[Written exercise]: Reproduce every row below word for word, changing nothing.

-------------------------

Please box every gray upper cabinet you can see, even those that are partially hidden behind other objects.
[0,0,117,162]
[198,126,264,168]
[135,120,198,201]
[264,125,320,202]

-------------------------

[Written reply]:
Please box every gray upper cabinet you can see, even those that are partially hidden behind other objects.
[0,0,117,162]
[198,126,264,168]
[135,120,198,201]
[264,125,320,202]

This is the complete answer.